* Request 1:
Return everything from "library(APES)" down to "expit(x %*% beta))" in the APES introduction, copied word for word.
* Request 2:
Answer these from the APES introduction:
(a) How many rows does the simulated data have?
(b) What p-value cut-off does the text mention?
(c) What family is given to the glm call?
* Request 3:
Carry on the APES variable selection introduction from the point where it stops.

* Text provided:
/---

In kevinwang09/APES: Approximated Exhaustive Search for GLM
knitr::opts_chunk$set(
collapse = TRUE,
comment = "#>"
)
Introduction
APproximated Exhaustive Search (APES) is a variable selection method for Generalised Linear Models (GLMs). The main motivation behind this work is to improve the speed of exhaustive variable selection for GLMs. The accompanying paper is Wang et. al. (2019).
Suppose we have simulated a data with 500 rows and 20 predictor variables, and we have fitted a logistic regression model against a binary response variable, y. This is what we term a "full" model, i.e. a GLM that uses all available predictor variables in the linear part of the model. We know, because we have generated the data ourselves, that some of these variables are the true data generating variables and looking at the model summary in this example, we see that these variables happen to have p-values less than 0.05. So far, so good! However, we can also expect to see some variables with p-values also below the 0.05 cut-off by chance. In this case, is it still reasonable to also include these variables in our final selected model?
library(APES)
set.seed(123)
n = 500
p = 20
k = 1:p
beta = c(1, -1, rep(0, p-2))
x = matrix(rnorm(n*p), ncol = p)
colnames(x) = paste0("X", 1:p)
y = rbinom(n = n, size = 1, prob = expit(x %*% beta))
data = data.frame(y, x)
## Fitting a full model
model = glm(y ~ ., data = data, family = "binomial")
summary(model)

\---

* Given data:
/---

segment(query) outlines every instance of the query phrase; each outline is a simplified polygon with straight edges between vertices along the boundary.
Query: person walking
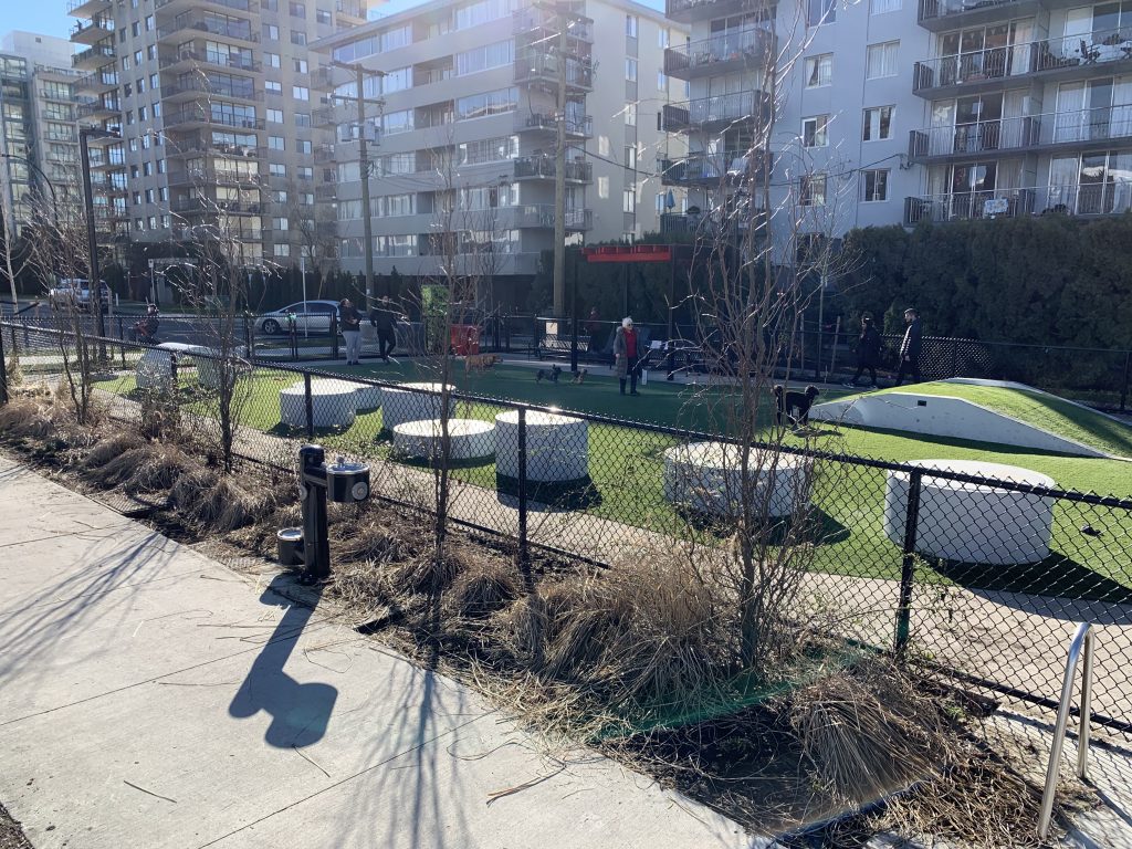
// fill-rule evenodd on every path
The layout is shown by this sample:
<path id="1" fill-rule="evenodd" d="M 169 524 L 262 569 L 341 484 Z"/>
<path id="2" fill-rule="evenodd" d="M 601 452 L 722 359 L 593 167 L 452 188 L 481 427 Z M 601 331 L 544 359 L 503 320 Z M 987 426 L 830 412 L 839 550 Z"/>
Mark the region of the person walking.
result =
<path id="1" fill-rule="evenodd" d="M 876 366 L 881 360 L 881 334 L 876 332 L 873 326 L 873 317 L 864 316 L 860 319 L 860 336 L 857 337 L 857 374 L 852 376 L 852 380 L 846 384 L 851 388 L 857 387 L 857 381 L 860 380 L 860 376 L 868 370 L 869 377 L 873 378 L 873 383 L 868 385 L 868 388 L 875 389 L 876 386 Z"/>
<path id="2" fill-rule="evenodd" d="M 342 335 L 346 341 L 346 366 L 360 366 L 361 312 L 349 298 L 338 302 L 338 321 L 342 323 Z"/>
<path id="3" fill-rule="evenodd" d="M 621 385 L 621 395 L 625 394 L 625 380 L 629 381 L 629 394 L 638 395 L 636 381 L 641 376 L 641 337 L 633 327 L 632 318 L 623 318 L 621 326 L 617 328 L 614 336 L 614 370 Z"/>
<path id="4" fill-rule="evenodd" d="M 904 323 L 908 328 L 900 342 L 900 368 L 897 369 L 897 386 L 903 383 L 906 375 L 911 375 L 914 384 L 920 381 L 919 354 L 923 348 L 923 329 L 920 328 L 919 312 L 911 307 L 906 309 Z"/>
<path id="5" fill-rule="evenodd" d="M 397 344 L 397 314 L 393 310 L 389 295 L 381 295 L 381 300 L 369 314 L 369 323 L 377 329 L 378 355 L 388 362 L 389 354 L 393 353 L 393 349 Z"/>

\---

* Right answer 1:
library(APES)
set.seed(123)
n = 500
p = 20
k = 1:p
beta = c(1, -1, rep(0, p-2))
x = matrix(rnorm(n*p), ncol = p)
colnames(x) = paste0("X", 1:p)
y = rbinom(n = n, size = 1, prob = expit(x %*% beta))

* Right answer 2:
(a) 500
(b) 0.05
(c) "binomial"

* Right answer 3:
The question of which variable(s) a practitioner should select is very common. One of the most intuitive variable selection methods is to enumerate all possible combinations of variables and select the best corresponding model using a fit statistic. This is known as exhaustive variable selection. In total, there are $2^p$ possibilities to explore, with $p$ being the number of predictors. However, in performing an exhaustive variable selection for this data, we will be looking through $2^{20} = 1,048,576$ models! If each model takes one thousandth of a second to compute, then this exhaustive variable selection will take about 15 minutes to run --- seems too long!
Understanding APES
At its core, APES is designed to speed up this variable selection procedure. APES will first convert the full logistic model into a linear model. The reason for doing this is that the exhaustive variable selection can be performed computationally much faster in the linear model space. In addition, linear models can benefit from best-subset algorithms which can search for the best linear model without searching through all $2^p$ candidate models. By default, APES uses the leaps-and-bound algorithm (from the leaps package) and mixed integer optimisation (from the bestsubset package) algorithm as the best-subset algorithms of choice. After obtaining a set of best-fit models, APES will convert the results back to into logistic models and show the best model of each size. While the word "best" can be subjective depending on the data context, in our example, we define this word as the model with the smallest information criterion value with the most common choices being the Akaike Information Criterion (AIC) and the Bayesian Information Criterion (BIC).
It is important to note that APES only returns the best approximation to the exhaustive search, however, through extensive simulations in our paper, we have demonstrated that APES tends to always return an informative model that is close to a genuine exhaustive search.
APES package
The APES package is designed to provide a user-friendly interface to perform APES variable selection. The main function in the APES package is the apes function which accepts a glm object in R. This is typically the "full model" with all available predictors fitted.
apes_result = apes(model = model)
class(apes_result)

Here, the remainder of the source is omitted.